━━━━━ Dataset content ━━━━━
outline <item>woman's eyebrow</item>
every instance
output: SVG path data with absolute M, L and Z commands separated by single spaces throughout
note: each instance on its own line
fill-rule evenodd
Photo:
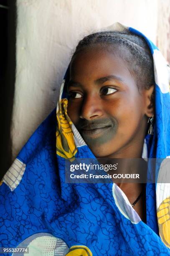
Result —
M 94 82 L 98 84 L 101 84 L 104 83 L 107 81 L 111 81 L 111 80 L 117 80 L 121 82 L 124 82 L 123 80 L 119 77 L 115 76 L 114 75 L 110 75 L 109 76 L 107 76 L 106 77 L 100 77 L 96 80 L 94 81 Z M 82 86 L 81 83 L 76 82 L 73 80 L 70 80 L 67 84 L 67 88 L 70 86 L 73 86 L 74 87 L 81 87 Z
M 95 82 L 96 84 L 102 84 L 107 81 L 111 81 L 112 80 L 119 81 L 120 82 L 124 82 L 123 80 L 119 77 L 115 76 L 114 75 L 111 75 L 109 76 L 107 76 L 106 77 L 101 77 L 97 79 L 95 81 Z
M 75 82 L 74 81 L 73 81 L 73 80 L 70 80 L 67 84 L 67 88 L 68 88 L 70 86 L 80 87 L 81 85 L 81 84 L 79 82 Z

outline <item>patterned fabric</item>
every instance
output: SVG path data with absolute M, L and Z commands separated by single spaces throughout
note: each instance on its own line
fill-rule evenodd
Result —
M 161 182 L 169 171 L 169 71 L 145 36 L 117 24 L 109 29 L 117 28 L 143 36 L 154 59 L 156 121 L 144 148 L 149 158 L 164 160 L 156 166 L 156 184 L 146 185 L 147 224 L 115 184 L 65 183 L 66 159 L 95 158 L 67 113 L 67 72 L 56 109 L 0 183 L 0 246 L 28 247 L 29 255 L 36 256 L 170 255 L 170 184 Z

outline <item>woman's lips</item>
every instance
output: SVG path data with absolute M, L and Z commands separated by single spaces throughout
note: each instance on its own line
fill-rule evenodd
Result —
M 111 125 L 105 126 L 104 127 L 99 127 L 99 128 L 94 128 L 91 129 L 89 129 L 89 128 L 87 128 L 86 129 L 81 129 L 81 133 L 86 136 L 92 137 L 104 132 L 105 132 L 111 128 L 112 126 Z

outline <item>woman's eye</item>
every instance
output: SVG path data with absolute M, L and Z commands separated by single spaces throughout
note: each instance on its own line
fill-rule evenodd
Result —
M 107 87 L 104 88 L 101 90 L 101 93 L 104 95 L 108 95 L 108 94 L 111 94 L 116 92 L 117 90 L 116 90 L 114 88 L 111 87 Z
M 69 96 L 70 98 L 73 98 L 74 99 L 77 99 L 78 98 L 81 98 L 82 95 L 79 92 L 71 92 L 69 93 Z

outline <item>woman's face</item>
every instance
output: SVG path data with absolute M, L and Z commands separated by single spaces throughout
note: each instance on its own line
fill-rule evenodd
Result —
M 127 152 L 142 150 L 148 97 L 146 90 L 139 93 L 129 68 L 99 47 L 71 61 L 68 114 L 96 157 L 135 157 Z

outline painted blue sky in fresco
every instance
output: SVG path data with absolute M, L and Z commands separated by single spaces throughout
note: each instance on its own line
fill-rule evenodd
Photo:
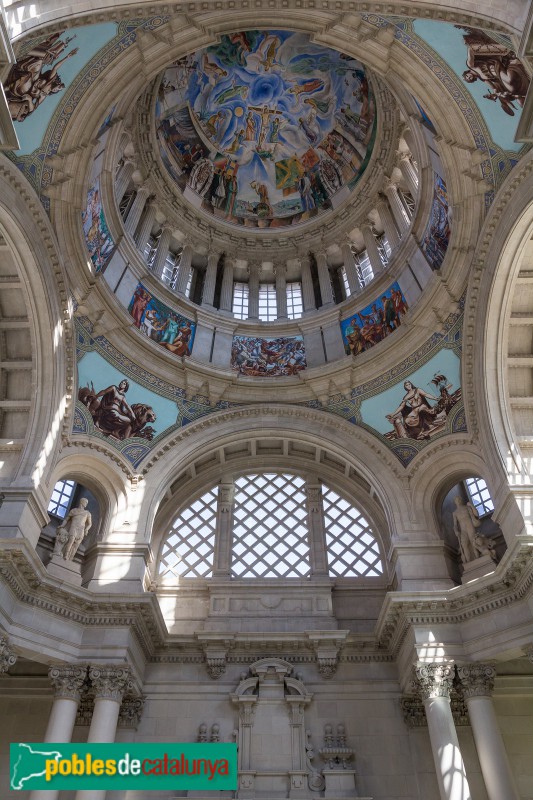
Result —
M 515 103 L 515 115 L 506 114 L 499 103 L 492 102 L 483 97 L 488 93 L 488 87 L 482 81 L 466 83 L 463 72 L 467 69 L 467 46 L 463 40 L 465 31 L 455 28 L 448 22 L 435 20 L 416 19 L 413 22 L 415 33 L 424 39 L 436 52 L 452 67 L 466 90 L 476 101 L 490 135 L 496 144 L 504 150 L 518 152 L 523 144 L 514 141 L 516 128 L 520 120 L 520 108 Z M 511 44 L 509 44 L 511 47 Z

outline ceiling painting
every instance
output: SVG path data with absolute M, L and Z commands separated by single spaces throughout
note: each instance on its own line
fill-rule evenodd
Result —
M 279 228 L 337 207 L 370 158 L 363 66 L 288 31 L 246 31 L 180 59 L 156 104 L 161 159 L 196 208 Z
━━━━━
Stated problem
Express the entire listing above as a JSON array of strings, with one string per line and blank lines skipped. Leave the pictures out.

Answer for this exercise
[
  "outline <item>woman's eyebrow</item>",
  "every instance",
  "output: SVG path data with absolute M, L and Z commands separated by single spaces throughout",
  "note: each instance on its own line",
  "fill-rule evenodd",
  "Photo:",
  "Result —",
  "M 94 82 L 98 84 L 101 84 L 104 83 L 107 81 L 111 81 L 111 80 L 117 80 L 121 82 L 124 82 L 123 80 L 119 77 L 115 76 L 114 75 L 110 75 L 109 76 L 107 76 L 106 77 L 100 77 L 96 80 L 94 81 Z M 82 86 L 81 83 L 76 82 L 73 80 L 70 80 L 67 84 L 67 88 L 70 86 L 73 86 L 74 87 L 81 87 Z",
  "M 95 82 L 96 84 L 102 84 L 107 81 L 111 81 L 112 80 L 119 81 L 120 82 L 124 82 L 123 80 L 119 77 L 115 76 L 114 75 L 111 75 L 109 76 L 107 76 L 106 77 L 101 77 L 97 79 L 95 81 Z",
  "M 75 82 L 74 81 L 73 81 L 73 80 L 70 80 L 67 84 L 67 88 L 68 88 L 70 86 L 80 87 L 81 85 L 81 84 L 79 82 Z",
  "outline <item>patterned fabric</item>",
  "every instance",
  "output: SVG path data with absolute M, L and Z commands separated by single spaces throughout",
  "note: each instance on its own line",
  "fill-rule evenodd",
  "Result —",
  "M 161 182 L 169 171 L 169 71 L 145 36 L 117 24 L 109 29 L 117 28 L 143 36 L 154 59 L 156 121 L 144 148 L 149 158 L 164 160 L 156 166 L 156 184 L 146 185 L 147 224 L 115 184 L 65 183 L 66 159 L 95 158 L 67 113 L 67 72 L 56 109 L 0 183 L 0 246 L 28 247 L 29 255 L 36 256 L 170 255 L 170 184 Z",
  "outline <item>woman's lips</item>",
  "every instance",
  "output: SVG path data with absolute M, L and Z commands separated by single spaces throughout",
  "note: each instance on its own line",
  "fill-rule evenodd",
  "Result —",
  "M 111 125 L 105 126 L 104 127 L 99 127 L 99 128 L 94 128 L 91 129 L 89 129 L 89 128 L 87 128 L 86 129 L 81 129 L 81 133 L 86 136 L 92 137 L 104 132 L 105 132 L 111 128 L 112 126 Z",
  "outline <item>woman's eye</item>",
  "every instance",
  "output: SVG path data with absolute M, L and Z commands separated by single spaces throughout",
  "note: each instance on its own line",
  "fill-rule evenodd",
  "Result —",
  "M 107 87 L 104 88 L 101 90 L 101 93 L 104 95 L 108 95 L 108 94 L 111 94 L 116 92 L 117 90 L 116 90 L 114 88 L 111 87 Z",
  "M 69 96 L 70 98 L 73 98 L 74 99 L 77 99 L 78 98 L 81 98 L 82 95 L 79 92 L 71 92 L 69 93 Z",
  "outline <item>woman's face</item>",
  "every instance",
  "output: SVG path data with absolute M, L and Z commands separated by single spaces throughout",
  "note: each instance on its own line",
  "fill-rule evenodd",
  "Result —",
  "M 127 152 L 142 150 L 148 97 L 146 90 L 139 93 L 129 68 L 99 47 L 71 61 L 68 114 L 96 157 L 135 157 Z",
  "outline painted blue sky in fresco",
  "every instance",
  "output: SVG path data with absolute M, L and Z commands separated by single spaces throughout",
  "note: each instance on its own line",
  "fill-rule evenodd",
  "Photo:",
  "Result —",
  "M 515 103 L 515 115 L 506 114 L 499 103 L 492 102 L 483 97 L 488 93 L 488 87 L 482 81 L 466 83 L 463 72 L 467 69 L 467 46 L 463 40 L 465 31 L 455 28 L 448 22 L 435 20 L 416 19 L 413 22 L 415 33 L 424 39 L 436 52 L 452 67 L 466 90 L 476 101 L 490 135 L 496 144 L 504 150 L 518 152 L 523 144 L 514 141 L 516 128 L 520 120 L 520 108 Z M 511 44 L 509 44 L 511 47 Z",
  "outline ceiling painting",
  "every instance",
  "output: SVG path data with absolute M, L and Z commands separated by single spaces throughout",
  "note: each instance on its own line",
  "fill-rule evenodd",
  "Result —",
  "M 279 228 L 337 207 L 370 158 L 363 66 L 288 31 L 246 31 L 180 59 L 156 104 L 161 159 L 196 208 Z"
]